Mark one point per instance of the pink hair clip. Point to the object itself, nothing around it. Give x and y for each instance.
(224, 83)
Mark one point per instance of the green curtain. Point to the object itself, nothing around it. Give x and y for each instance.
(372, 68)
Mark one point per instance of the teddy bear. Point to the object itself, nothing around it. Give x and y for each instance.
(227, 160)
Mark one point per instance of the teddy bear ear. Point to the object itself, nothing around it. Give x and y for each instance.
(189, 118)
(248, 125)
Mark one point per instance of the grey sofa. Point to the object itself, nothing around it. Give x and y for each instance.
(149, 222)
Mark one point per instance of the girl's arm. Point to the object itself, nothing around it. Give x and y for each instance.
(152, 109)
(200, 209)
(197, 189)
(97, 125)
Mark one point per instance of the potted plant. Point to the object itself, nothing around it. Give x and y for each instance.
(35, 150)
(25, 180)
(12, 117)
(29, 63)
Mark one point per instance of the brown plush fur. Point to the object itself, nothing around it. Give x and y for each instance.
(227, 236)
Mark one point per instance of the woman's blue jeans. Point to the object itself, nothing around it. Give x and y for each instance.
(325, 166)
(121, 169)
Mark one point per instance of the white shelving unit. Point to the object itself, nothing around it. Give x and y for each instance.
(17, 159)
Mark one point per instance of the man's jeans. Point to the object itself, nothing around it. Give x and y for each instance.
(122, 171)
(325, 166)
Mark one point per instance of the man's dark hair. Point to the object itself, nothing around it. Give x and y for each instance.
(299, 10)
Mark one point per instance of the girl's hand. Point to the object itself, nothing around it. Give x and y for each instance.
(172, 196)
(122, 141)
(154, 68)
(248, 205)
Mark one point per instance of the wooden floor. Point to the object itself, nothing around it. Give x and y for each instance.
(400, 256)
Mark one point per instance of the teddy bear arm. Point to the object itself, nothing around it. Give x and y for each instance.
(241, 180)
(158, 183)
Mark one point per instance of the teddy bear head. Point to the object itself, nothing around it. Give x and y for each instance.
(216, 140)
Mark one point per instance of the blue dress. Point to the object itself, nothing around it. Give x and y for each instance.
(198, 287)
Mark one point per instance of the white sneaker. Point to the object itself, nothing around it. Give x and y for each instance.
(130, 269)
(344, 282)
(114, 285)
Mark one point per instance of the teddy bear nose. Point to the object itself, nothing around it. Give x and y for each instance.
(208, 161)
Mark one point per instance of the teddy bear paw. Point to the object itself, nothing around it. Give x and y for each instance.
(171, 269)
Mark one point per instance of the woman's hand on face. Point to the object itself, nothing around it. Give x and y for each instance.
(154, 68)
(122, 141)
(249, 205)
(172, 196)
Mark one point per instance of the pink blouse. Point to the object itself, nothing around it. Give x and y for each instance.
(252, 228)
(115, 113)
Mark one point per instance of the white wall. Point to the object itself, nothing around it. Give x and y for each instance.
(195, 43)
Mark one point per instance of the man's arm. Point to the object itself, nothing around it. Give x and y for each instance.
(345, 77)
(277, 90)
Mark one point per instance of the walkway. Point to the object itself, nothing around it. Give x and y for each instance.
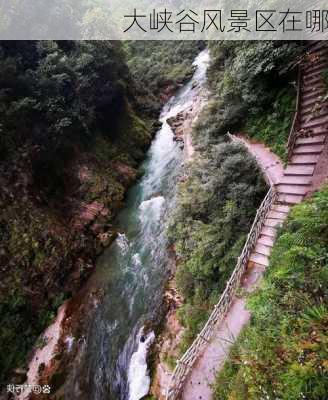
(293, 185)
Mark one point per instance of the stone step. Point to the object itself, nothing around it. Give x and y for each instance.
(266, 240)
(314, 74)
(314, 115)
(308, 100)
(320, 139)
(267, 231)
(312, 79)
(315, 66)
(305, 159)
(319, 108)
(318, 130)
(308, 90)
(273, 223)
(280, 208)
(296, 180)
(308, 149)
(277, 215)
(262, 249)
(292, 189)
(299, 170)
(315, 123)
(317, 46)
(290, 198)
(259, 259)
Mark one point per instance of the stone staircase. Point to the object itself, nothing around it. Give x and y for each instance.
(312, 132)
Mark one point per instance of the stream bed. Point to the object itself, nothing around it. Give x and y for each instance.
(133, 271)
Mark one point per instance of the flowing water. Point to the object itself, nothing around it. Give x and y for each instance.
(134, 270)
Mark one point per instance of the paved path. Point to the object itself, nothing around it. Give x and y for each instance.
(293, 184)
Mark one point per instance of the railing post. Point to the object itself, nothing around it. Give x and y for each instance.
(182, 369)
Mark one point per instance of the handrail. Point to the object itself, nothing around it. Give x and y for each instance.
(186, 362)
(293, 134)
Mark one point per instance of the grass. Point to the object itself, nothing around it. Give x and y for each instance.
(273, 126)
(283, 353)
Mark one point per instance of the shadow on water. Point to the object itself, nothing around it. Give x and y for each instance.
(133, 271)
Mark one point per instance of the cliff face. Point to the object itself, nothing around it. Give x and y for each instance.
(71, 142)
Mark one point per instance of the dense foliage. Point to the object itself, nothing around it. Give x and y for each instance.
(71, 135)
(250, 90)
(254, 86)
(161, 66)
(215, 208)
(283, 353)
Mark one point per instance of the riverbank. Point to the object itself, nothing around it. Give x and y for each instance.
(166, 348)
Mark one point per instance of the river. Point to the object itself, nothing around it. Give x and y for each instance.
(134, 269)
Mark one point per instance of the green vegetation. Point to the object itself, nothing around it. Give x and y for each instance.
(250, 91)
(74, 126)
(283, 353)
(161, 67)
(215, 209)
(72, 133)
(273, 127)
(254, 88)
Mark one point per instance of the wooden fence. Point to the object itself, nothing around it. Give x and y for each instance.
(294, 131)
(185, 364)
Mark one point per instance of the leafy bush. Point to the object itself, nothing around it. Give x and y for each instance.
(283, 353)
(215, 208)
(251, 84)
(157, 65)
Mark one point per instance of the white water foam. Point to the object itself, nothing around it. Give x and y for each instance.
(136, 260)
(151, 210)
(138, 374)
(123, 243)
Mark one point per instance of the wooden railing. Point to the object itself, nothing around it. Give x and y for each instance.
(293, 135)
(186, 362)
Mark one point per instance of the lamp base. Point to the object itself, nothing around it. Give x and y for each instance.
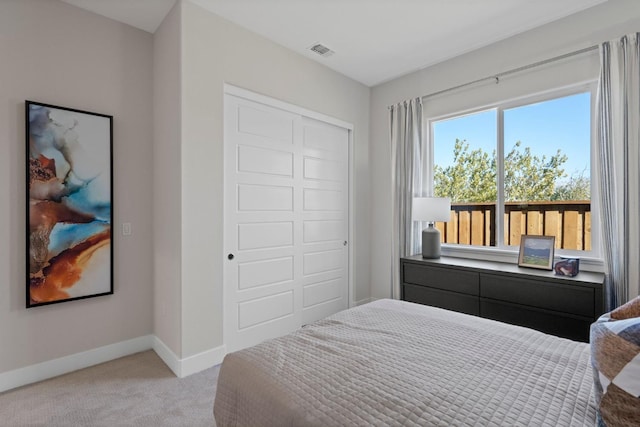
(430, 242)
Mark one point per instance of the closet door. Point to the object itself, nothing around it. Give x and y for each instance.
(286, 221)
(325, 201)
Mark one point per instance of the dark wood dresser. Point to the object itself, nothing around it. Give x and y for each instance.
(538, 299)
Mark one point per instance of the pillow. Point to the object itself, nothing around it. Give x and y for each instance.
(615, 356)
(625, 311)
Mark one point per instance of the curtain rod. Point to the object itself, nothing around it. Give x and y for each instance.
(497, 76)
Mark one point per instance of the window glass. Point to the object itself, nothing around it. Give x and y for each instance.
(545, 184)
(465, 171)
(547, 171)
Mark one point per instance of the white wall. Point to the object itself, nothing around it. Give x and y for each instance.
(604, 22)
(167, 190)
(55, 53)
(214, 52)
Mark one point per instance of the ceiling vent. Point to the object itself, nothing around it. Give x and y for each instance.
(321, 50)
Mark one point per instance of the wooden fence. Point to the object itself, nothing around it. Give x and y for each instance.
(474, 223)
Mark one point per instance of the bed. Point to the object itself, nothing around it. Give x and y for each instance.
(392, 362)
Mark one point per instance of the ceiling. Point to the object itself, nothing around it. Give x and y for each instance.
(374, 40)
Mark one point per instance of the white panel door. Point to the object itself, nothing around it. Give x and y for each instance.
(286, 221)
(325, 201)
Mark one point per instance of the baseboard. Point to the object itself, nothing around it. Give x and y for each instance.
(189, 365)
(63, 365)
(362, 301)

++++++++++++++++++++

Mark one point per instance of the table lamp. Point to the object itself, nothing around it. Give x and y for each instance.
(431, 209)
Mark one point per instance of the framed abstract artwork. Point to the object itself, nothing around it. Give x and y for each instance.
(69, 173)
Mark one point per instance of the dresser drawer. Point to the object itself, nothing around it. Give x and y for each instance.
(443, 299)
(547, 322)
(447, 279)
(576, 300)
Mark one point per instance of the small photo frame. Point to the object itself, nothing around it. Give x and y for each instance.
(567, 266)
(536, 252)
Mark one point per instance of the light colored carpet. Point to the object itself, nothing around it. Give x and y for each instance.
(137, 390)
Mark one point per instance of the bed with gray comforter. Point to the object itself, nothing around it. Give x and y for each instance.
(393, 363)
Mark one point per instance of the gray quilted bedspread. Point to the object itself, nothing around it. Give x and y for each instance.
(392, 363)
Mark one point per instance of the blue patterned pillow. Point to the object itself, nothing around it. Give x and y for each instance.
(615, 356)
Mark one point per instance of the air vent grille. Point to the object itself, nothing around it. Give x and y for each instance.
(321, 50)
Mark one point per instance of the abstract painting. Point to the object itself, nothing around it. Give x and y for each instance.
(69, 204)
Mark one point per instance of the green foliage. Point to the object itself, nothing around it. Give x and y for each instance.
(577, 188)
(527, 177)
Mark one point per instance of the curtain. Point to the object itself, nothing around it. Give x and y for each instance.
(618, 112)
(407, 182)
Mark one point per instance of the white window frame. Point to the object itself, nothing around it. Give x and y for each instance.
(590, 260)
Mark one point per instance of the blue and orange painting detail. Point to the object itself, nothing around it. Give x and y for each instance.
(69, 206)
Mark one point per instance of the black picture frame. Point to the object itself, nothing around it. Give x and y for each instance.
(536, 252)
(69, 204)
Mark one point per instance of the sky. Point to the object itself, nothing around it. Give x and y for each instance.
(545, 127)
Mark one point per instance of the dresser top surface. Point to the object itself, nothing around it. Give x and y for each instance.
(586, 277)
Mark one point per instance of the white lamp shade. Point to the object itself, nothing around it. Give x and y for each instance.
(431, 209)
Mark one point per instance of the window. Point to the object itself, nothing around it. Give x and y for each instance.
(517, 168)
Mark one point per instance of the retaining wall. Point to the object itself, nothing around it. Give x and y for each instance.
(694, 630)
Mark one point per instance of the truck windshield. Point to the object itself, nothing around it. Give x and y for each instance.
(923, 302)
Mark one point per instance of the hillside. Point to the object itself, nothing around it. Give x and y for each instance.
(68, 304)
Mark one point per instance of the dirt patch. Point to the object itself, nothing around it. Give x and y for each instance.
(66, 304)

++++++++++++++++++++

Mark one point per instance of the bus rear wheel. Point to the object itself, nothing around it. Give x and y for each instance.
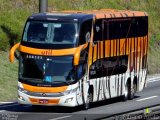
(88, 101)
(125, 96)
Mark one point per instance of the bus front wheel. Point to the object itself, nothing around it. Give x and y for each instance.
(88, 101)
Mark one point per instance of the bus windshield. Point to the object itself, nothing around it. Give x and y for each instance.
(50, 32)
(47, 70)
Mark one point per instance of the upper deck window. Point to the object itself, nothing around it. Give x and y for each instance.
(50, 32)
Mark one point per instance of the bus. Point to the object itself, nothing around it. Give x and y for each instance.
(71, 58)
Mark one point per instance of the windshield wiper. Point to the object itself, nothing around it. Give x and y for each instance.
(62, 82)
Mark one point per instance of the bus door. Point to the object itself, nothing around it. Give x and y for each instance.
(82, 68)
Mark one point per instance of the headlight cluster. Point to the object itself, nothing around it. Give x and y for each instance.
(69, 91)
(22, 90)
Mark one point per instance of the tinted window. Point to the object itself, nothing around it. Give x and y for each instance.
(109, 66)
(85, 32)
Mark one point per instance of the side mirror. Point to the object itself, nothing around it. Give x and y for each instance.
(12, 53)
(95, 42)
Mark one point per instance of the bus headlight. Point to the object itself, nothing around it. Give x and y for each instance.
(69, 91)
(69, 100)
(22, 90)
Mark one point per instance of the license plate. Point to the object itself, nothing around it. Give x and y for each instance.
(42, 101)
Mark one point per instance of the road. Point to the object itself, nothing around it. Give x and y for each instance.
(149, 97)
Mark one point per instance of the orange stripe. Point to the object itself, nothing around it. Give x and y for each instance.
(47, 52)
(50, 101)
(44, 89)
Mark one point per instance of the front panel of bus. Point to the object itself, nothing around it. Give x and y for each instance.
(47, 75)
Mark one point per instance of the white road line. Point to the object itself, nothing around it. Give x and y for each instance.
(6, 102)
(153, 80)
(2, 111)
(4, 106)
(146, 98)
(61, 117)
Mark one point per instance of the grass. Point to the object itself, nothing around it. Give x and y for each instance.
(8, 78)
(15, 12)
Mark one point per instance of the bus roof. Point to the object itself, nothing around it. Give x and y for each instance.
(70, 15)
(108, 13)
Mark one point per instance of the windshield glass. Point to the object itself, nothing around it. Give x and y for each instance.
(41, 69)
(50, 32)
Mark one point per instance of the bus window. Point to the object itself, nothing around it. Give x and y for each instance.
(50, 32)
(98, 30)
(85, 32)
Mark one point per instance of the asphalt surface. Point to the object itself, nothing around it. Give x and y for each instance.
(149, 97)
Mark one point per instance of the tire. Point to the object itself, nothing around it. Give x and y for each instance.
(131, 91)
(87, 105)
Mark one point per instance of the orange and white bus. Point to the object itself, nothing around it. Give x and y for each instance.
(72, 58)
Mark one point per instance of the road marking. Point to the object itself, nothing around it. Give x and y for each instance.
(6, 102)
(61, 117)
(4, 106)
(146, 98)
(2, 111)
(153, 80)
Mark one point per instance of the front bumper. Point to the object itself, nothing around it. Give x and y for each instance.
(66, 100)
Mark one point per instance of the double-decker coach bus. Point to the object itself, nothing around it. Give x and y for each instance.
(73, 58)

++++++++++++++++++++

- Short problem:
Pick out every line in the rows above that contains the word "jeans", and copy each one. Case counts.

- The answer:
Mark one point per instance of the woman's blue jeans. Point to the object itself, nothing around it. Give x and y for each instance.
Mark one point per instance of the man's jeans. Point to the object itself, nothing around it. Give x and y for each instance.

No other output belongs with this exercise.